## Exercise
Output exactly the lines that run from the line with "Given the photograph above, point out the gray baseball" to the end of the material, both ends included, and no other lines.
►
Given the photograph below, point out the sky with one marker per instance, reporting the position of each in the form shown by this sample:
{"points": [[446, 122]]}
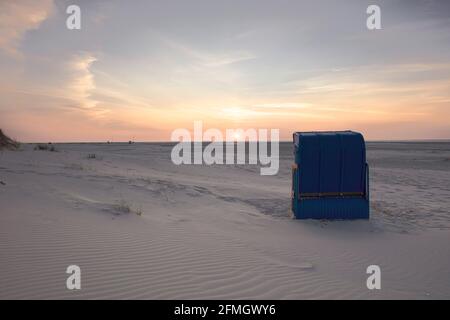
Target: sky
{"points": [[137, 70]]}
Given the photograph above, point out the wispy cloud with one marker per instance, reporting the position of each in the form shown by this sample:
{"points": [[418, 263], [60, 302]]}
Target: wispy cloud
{"points": [[18, 17]]}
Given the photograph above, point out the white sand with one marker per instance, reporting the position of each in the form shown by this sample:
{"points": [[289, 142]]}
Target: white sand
{"points": [[215, 232]]}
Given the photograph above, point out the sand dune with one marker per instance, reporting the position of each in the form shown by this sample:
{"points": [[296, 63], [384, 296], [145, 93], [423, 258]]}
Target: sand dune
{"points": [[214, 232]]}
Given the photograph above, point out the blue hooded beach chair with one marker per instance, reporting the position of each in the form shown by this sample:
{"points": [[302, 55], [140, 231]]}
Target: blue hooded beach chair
{"points": [[330, 176]]}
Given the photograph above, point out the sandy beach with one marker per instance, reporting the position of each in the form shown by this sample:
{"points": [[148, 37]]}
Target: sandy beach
{"points": [[141, 227]]}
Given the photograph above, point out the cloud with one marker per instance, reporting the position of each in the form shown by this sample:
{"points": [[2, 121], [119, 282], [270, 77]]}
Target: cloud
{"points": [[18, 17], [81, 81]]}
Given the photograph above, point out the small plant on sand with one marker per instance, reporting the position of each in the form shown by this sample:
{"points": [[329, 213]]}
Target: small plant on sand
{"points": [[7, 143], [123, 206], [45, 147]]}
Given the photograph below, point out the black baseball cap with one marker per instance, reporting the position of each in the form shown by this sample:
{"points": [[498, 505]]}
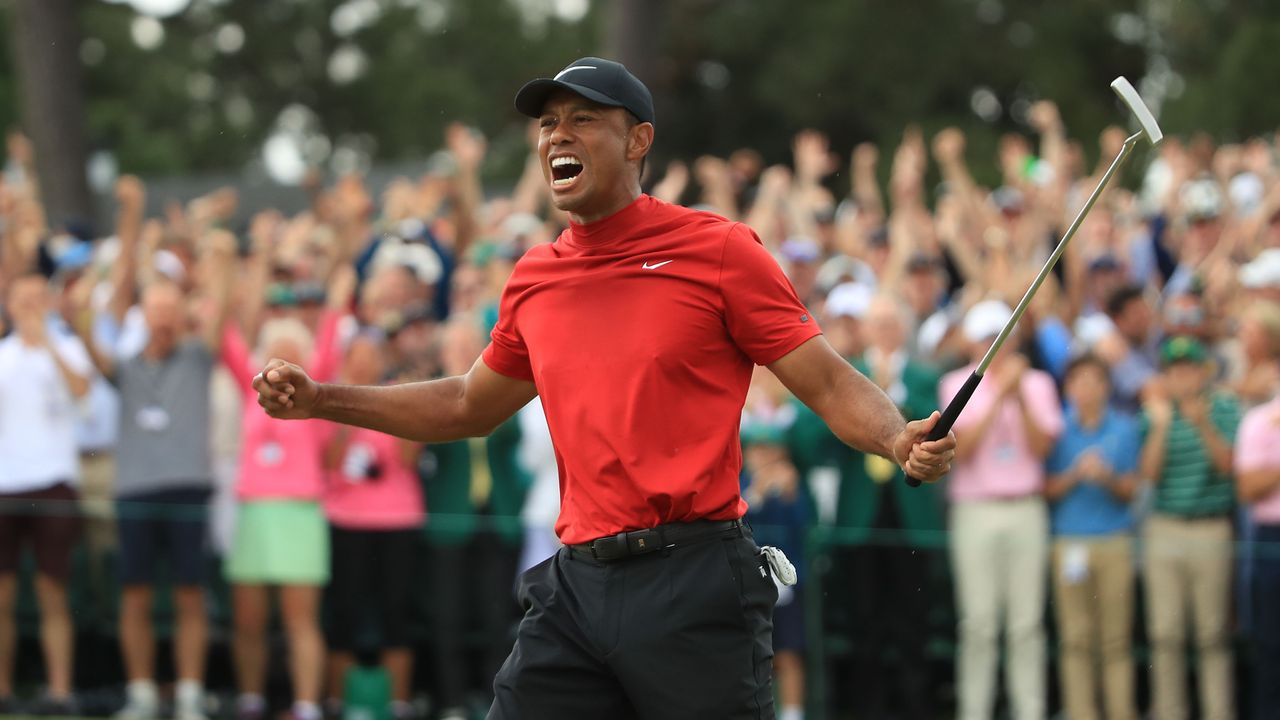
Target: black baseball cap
{"points": [[595, 78]]}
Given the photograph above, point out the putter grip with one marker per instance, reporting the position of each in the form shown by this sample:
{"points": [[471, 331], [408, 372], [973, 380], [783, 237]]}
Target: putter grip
{"points": [[949, 415]]}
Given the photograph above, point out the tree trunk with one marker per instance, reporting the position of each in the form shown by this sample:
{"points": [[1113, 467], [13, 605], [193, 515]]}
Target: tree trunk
{"points": [[46, 42], [631, 33]]}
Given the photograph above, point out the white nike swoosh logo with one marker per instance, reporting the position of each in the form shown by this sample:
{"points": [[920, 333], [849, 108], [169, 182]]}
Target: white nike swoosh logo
{"points": [[566, 71]]}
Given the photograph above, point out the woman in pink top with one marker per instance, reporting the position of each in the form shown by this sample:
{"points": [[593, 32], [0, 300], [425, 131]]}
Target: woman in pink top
{"points": [[1257, 475], [374, 502], [280, 534], [999, 520]]}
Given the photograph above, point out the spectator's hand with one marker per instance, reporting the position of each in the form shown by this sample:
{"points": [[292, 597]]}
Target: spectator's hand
{"points": [[673, 182], [1157, 408], [812, 155], [1092, 468], [1194, 410], [712, 172], [1043, 117], [865, 156], [1111, 141], [949, 146], [286, 391], [775, 182], [466, 145], [131, 194], [220, 246], [920, 458], [264, 229], [19, 149], [152, 235], [1010, 374]]}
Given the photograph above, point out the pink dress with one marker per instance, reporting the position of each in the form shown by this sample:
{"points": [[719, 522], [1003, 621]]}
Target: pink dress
{"points": [[373, 488], [280, 459]]}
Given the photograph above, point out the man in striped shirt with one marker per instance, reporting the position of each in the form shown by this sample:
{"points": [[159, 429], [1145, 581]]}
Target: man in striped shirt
{"points": [[1188, 432]]}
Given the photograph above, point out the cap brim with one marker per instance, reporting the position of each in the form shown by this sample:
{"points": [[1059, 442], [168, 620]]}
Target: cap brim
{"points": [[534, 95]]}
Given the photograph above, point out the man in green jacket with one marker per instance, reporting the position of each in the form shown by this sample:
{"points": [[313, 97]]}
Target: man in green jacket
{"points": [[474, 492], [888, 531]]}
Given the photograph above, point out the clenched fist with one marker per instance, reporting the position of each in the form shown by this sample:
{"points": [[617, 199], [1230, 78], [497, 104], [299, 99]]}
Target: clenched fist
{"points": [[286, 391]]}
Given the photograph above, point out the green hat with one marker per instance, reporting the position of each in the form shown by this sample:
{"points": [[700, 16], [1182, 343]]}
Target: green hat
{"points": [[1182, 349]]}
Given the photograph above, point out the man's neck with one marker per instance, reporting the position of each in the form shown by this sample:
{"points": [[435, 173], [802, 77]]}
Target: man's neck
{"points": [[611, 208]]}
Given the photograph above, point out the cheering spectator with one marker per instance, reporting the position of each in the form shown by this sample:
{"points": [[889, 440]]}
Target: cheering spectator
{"points": [[164, 473], [374, 502], [1129, 349], [1257, 469], [780, 511], [280, 536], [1092, 478], [475, 493], [901, 522], [999, 520], [1188, 429], [41, 377]]}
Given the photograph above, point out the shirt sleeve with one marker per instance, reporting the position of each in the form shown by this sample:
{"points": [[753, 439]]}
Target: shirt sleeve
{"points": [[327, 354], [507, 352], [1045, 406], [236, 356], [1128, 445], [1257, 434], [1060, 458], [1226, 417], [764, 317], [74, 355]]}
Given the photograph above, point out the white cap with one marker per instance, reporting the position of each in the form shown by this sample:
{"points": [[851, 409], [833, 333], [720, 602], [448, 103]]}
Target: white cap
{"points": [[1201, 199], [849, 300], [986, 319], [1246, 191], [1262, 270], [416, 256]]}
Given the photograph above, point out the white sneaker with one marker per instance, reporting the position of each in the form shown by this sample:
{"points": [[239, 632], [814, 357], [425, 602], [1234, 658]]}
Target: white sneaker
{"points": [[195, 712], [135, 710]]}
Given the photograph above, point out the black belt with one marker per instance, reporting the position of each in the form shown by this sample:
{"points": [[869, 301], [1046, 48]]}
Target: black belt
{"points": [[653, 540]]}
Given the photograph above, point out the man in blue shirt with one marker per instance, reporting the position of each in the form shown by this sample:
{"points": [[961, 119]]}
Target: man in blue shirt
{"points": [[1092, 477]]}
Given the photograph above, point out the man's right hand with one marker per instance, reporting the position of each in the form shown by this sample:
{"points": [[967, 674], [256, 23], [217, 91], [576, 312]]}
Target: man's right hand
{"points": [[286, 391]]}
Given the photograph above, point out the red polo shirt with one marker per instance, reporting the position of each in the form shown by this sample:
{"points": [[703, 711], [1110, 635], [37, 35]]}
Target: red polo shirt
{"points": [[640, 332]]}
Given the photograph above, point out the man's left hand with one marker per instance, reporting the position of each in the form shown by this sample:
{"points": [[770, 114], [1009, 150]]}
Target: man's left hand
{"points": [[920, 458]]}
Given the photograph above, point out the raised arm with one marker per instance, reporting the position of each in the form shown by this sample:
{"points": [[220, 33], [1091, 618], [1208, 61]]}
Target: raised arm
{"points": [[220, 258], [469, 149], [132, 197], [442, 410], [859, 413]]}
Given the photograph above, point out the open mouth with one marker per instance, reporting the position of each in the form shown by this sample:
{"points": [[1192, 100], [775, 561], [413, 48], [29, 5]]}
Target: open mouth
{"points": [[565, 171]]}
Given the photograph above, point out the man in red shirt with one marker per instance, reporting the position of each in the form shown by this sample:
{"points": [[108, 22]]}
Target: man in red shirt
{"points": [[639, 328]]}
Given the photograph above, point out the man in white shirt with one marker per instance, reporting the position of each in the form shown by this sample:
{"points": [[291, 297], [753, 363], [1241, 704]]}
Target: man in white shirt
{"points": [[41, 378]]}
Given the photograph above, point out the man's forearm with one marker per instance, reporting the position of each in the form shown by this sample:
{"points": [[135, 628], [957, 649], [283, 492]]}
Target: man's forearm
{"points": [[423, 411], [862, 415], [1152, 461]]}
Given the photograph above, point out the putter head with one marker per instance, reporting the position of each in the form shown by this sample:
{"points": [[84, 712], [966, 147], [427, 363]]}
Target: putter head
{"points": [[1138, 108]]}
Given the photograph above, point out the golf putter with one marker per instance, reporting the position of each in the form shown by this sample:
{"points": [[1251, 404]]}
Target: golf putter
{"points": [[1147, 128]]}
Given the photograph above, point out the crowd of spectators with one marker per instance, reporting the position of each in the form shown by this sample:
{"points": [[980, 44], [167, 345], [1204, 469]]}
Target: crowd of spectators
{"points": [[1123, 443]]}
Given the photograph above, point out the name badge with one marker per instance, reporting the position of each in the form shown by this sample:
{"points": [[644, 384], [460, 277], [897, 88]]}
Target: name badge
{"points": [[1075, 564], [152, 418], [270, 454]]}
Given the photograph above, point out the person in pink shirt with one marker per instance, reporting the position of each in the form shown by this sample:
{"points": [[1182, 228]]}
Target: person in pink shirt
{"points": [[282, 538], [999, 520], [374, 504], [1257, 477]]}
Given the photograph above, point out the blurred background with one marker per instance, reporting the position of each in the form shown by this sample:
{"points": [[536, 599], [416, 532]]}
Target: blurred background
{"points": [[193, 186]]}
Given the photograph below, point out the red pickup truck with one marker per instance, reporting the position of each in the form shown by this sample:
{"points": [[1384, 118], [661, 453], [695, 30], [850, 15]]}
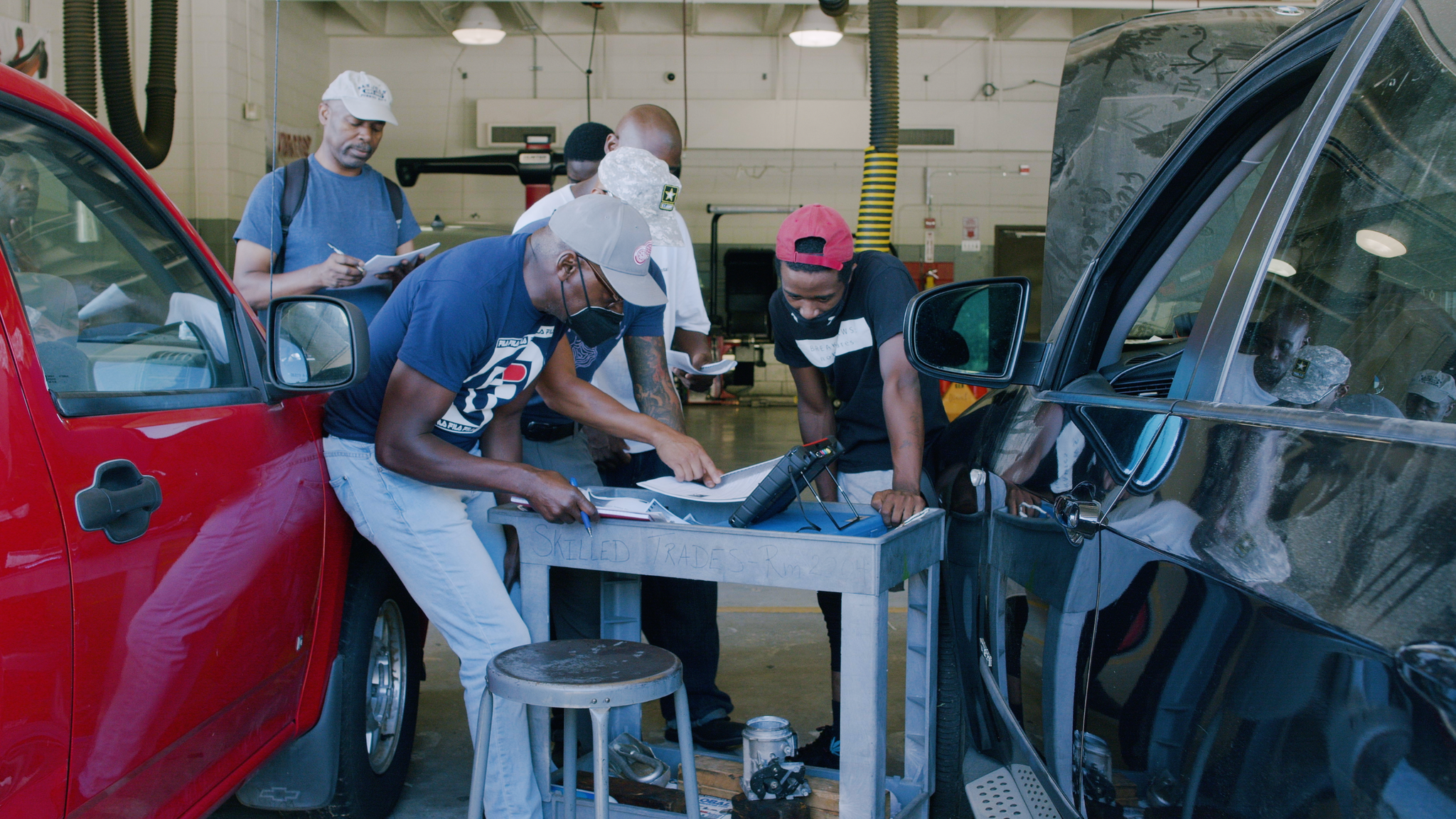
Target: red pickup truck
{"points": [[186, 611]]}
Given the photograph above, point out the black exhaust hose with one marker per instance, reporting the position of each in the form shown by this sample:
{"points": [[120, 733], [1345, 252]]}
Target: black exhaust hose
{"points": [[884, 75], [80, 53], [150, 146], [877, 190]]}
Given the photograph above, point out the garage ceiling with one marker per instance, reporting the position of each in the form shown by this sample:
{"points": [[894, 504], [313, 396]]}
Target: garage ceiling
{"points": [[957, 19]]}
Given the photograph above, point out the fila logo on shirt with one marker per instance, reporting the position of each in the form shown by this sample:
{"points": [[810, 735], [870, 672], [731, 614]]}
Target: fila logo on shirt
{"points": [[852, 336], [513, 366]]}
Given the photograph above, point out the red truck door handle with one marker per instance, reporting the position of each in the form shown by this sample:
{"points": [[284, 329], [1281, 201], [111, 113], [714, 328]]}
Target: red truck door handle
{"points": [[119, 502]]}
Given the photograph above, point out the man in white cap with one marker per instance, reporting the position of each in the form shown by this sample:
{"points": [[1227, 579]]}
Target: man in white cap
{"points": [[422, 448], [308, 228], [679, 616], [1430, 395]]}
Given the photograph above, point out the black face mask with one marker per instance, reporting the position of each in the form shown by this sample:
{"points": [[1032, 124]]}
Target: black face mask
{"points": [[593, 326], [825, 319]]}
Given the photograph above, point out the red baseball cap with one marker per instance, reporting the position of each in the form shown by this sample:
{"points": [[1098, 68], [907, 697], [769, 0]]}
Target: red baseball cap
{"points": [[820, 222]]}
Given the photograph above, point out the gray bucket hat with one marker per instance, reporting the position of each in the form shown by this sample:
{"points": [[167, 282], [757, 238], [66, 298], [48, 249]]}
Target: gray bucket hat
{"points": [[644, 183], [1318, 370], [614, 235]]}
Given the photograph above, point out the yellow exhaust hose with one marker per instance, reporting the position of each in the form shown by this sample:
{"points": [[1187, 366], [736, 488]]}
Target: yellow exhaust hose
{"points": [[877, 200]]}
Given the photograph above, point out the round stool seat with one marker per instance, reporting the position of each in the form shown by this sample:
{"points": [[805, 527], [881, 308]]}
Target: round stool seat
{"points": [[584, 674]]}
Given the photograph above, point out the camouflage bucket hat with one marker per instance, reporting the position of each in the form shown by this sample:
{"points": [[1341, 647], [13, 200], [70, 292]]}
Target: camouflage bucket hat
{"points": [[644, 183]]}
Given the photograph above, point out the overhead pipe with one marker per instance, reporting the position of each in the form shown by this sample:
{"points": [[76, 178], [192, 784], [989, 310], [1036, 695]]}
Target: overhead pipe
{"points": [[877, 188], [149, 144]]}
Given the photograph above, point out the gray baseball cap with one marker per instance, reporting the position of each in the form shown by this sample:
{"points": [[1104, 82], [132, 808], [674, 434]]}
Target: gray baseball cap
{"points": [[614, 235], [1433, 385], [644, 183], [1318, 370]]}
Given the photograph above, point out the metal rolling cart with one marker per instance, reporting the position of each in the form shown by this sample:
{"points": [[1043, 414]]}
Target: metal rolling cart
{"points": [[862, 569]]}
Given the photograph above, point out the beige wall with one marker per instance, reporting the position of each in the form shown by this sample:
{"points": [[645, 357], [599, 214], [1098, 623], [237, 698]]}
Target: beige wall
◄
## Solution
Given the photograph above, point out the gray baseball cap with one marker per instance, reporting the position of each in the form shown by this sample:
{"points": [[1104, 82], [132, 808], [674, 434]]}
Target: gray baseball cap
{"points": [[614, 235], [1433, 385], [644, 183], [1318, 370]]}
Given the photograph above, point out the metal rolling cart with one marker per instance, reporting the position of each in the form shown by this sample:
{"points": [[1043, 414]]}
Target: metal rolling cart
{"points": [[862, 569]]}
Given the photograph above, point out the beige wall with one marker per instance, reporting the position of each in the form shown by this sample:
{"points": [[645, 357], [599, 214], [1098, 623], [237, 698]]}
Target: beige wall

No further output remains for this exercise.